### TESTO DI LETTURA

Ultimamente le strategie di mercato sembrano puntare sul legame tra vino e identità territoriale. È stata individuata, pertanto, la strada giusta da percorrere?
In realtà la strada giusta non è stata ancora imboccata completamente, ma valorizzando i territori tramite i vitigni locali si favorisce lo sviluppo del turismo. Sarebbe opportuno, quindi, far conoscere le zone che si contraddistinguono per significative peculiarità. Non le cito perché sono tante. Ci si ricordi, però, che ogni area vitivinicola della Sardegna ha qualità da vendere.
Nell’Isola, considerata la presenza di non pochi vitigni endemici, un itinerario archeo-vitivinicolo sarebbe realizzabile?
La realizzazione di un itinerario archeo-vitivinicolo, tale da interessare l’intera Sardegna, è davvero auspicabile. La base per progettare qualcosa del genere, tra l’altro, è solida poiché sono stati già censiti circa centocinquanta vitigni autoctoni.
Quali potrebbero essere le tappe principali?

######
### MATERIALE FORNITO

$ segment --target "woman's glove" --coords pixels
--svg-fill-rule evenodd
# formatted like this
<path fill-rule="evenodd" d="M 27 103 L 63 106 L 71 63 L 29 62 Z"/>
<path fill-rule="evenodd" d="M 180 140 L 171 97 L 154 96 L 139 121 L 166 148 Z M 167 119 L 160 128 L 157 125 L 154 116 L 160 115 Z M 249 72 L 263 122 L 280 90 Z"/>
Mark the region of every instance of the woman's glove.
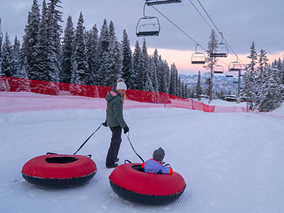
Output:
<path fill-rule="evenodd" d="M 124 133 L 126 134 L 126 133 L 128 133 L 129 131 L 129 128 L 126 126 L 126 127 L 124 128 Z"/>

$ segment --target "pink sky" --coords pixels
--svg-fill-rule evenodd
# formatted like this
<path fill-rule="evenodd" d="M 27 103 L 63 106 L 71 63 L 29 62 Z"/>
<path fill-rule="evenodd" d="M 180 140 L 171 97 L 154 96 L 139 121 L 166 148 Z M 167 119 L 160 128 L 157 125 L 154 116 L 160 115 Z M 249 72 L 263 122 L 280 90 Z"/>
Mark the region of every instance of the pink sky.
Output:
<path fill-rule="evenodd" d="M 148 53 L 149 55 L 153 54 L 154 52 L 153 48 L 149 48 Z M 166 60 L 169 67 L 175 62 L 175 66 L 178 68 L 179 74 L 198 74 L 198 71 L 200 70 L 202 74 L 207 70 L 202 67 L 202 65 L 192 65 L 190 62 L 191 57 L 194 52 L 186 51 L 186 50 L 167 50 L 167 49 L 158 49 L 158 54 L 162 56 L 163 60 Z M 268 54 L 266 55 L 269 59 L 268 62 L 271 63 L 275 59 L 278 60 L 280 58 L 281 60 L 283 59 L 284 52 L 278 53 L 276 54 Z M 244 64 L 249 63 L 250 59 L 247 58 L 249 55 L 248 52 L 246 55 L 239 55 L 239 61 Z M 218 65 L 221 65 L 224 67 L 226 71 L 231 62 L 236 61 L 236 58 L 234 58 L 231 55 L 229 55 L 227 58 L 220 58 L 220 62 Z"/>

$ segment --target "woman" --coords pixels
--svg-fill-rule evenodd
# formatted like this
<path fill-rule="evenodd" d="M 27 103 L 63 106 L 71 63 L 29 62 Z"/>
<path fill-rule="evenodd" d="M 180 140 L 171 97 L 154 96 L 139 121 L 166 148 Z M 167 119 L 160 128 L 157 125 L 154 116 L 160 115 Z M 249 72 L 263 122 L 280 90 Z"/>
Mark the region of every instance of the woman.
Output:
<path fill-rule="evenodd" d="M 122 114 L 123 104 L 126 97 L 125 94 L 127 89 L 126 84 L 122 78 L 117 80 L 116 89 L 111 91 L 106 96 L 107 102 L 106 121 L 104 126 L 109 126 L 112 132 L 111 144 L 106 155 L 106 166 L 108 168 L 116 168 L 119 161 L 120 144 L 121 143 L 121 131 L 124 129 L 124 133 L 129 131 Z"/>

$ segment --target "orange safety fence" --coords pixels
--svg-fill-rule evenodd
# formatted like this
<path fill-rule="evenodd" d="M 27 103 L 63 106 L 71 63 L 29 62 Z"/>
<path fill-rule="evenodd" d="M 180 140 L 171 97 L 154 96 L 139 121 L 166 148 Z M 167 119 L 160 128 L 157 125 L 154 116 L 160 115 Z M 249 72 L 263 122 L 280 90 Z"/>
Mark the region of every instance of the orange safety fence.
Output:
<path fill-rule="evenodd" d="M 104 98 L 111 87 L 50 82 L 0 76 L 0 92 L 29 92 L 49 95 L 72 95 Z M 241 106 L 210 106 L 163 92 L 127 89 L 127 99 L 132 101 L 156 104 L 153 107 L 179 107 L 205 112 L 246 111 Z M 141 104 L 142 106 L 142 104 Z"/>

######
### MATERIALE FORNITO

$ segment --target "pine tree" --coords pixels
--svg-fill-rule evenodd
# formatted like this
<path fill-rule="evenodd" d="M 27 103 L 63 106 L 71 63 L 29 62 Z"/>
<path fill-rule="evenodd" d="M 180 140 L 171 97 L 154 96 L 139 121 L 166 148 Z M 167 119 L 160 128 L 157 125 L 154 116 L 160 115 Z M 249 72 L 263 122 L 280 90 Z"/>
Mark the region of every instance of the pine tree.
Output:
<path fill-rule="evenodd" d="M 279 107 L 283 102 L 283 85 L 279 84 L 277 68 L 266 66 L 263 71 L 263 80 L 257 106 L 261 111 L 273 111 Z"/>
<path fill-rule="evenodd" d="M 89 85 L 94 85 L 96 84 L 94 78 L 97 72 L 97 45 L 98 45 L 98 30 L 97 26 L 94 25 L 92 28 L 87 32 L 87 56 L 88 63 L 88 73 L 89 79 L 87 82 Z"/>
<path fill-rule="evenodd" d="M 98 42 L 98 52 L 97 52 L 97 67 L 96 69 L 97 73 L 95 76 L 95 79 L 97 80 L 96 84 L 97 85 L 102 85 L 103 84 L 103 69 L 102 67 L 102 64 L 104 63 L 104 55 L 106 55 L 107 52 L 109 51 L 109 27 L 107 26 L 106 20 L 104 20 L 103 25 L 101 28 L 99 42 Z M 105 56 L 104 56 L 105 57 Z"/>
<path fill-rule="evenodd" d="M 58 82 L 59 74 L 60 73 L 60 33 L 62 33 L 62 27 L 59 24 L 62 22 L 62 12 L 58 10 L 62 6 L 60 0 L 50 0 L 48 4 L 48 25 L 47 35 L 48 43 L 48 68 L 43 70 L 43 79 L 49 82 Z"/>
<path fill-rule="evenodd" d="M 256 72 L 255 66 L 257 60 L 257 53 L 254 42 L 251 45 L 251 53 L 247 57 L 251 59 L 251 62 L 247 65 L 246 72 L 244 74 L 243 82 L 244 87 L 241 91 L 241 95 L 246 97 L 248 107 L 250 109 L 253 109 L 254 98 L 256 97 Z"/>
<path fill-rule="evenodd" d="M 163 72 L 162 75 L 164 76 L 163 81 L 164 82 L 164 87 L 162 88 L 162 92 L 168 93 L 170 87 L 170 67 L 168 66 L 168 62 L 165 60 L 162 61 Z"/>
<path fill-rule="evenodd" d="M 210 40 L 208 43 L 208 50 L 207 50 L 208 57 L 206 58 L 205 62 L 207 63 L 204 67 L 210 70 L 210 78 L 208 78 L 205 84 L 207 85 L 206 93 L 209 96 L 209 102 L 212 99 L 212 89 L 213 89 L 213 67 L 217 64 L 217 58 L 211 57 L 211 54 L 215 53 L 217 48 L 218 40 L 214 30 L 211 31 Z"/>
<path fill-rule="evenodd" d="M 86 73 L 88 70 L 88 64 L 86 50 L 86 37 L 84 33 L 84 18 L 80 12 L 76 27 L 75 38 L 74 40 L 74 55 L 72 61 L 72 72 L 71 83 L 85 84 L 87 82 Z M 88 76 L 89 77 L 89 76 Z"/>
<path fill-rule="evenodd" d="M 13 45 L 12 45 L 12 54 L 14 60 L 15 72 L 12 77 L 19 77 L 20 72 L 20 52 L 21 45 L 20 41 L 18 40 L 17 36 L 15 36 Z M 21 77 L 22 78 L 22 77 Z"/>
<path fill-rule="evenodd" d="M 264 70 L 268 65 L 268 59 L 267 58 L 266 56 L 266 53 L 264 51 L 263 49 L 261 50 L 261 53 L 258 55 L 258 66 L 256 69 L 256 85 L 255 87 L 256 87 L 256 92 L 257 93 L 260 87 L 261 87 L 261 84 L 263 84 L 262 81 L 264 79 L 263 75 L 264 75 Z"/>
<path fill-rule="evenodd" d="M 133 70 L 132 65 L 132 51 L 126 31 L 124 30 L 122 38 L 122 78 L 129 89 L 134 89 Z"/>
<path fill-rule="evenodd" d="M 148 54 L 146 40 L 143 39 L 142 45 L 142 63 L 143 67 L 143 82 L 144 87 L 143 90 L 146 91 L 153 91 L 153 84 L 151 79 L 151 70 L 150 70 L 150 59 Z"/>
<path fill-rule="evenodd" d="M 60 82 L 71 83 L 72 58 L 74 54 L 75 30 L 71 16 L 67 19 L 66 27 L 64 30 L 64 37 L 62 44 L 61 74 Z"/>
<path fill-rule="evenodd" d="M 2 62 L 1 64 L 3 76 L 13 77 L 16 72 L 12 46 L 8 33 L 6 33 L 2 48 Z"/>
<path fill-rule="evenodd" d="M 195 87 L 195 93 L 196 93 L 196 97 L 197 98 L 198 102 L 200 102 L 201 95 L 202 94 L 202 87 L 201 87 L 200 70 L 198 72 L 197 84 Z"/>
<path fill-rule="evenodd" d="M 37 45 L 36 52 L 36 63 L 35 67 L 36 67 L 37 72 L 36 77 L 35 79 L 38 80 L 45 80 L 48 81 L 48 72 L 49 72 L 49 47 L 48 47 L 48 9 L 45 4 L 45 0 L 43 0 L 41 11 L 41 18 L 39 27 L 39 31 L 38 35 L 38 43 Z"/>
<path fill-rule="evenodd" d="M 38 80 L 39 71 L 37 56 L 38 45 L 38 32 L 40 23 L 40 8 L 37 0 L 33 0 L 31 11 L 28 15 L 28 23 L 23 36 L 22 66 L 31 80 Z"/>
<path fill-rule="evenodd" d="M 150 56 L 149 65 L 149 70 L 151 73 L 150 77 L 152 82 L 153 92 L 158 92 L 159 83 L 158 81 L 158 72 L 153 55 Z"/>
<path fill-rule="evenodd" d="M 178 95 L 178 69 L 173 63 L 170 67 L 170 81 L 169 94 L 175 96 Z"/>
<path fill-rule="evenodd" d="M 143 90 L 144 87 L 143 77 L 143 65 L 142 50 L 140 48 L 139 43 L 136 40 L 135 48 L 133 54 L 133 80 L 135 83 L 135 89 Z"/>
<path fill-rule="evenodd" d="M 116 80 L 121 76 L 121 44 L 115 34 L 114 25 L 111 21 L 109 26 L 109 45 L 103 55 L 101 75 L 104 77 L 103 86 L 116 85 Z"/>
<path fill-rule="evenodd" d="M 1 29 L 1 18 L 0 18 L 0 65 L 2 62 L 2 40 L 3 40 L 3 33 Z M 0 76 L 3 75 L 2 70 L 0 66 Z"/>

######

# [ESERCIZI]
**A)** Duplica il passo del testo sul vino in Sardegna da "Ultimamente le strategie" a "giusta da percorrere?".
**B)** Nel testo sul vino in Sardegna, quanti vitigni autoctoni risultano già censiti?
**C)** Per favore, riprendi il testo sul vino in Sardegna dal punto in cui si interrompe.

# [RISULTATI ATTESI]
**A)**
Ultimamente le strategie di mercato sembrano puntare sul legame tra vino e identità territoriale. È stata individuata, pertanto, la strada giusta da percorrere?

**B)** Circa centocinquanta.

**C)**
Potrebbero far parte dell’itinerario Cabras (Sa Osa e i suoi vinaccioli) e il sito di S’Abba Druche a Bosa (i palmenti), i vigneti eroici del Mandrolisai, delle Barbagie, dell’Ogliastra e del Sarrabus e i vigneti su sabbia del Sulcis. Per non parlare delle viti selvatiche monumentali presenti in molte parti dell’Isola. Meriterebbero di essere viste, inoltre, le vecchie cantine e le botti dimostrative con vetro in cui matura la Vernaccia, che è veramente unica. L’osservazione ravvicinata del processo di formazione del lievito flor, che protegge il vino dall’ossidazione, potrebbe destare molta curiosità nel consumatore. Basta riflettere sul fatto che nel caso in questione, dopo tre anni di invecchiamento, si ottiene la Vernaccia. A parità di condizioni il novantanove per cento degli altri vini, invece, diventa aceto.
Il futuro della Sardegna passa dunque anche per una raffinata cultura viticola ed enologica e, come il dottor Lovicu insegna, non può prescindere dalla competenza di figure esperte. Ad maiora.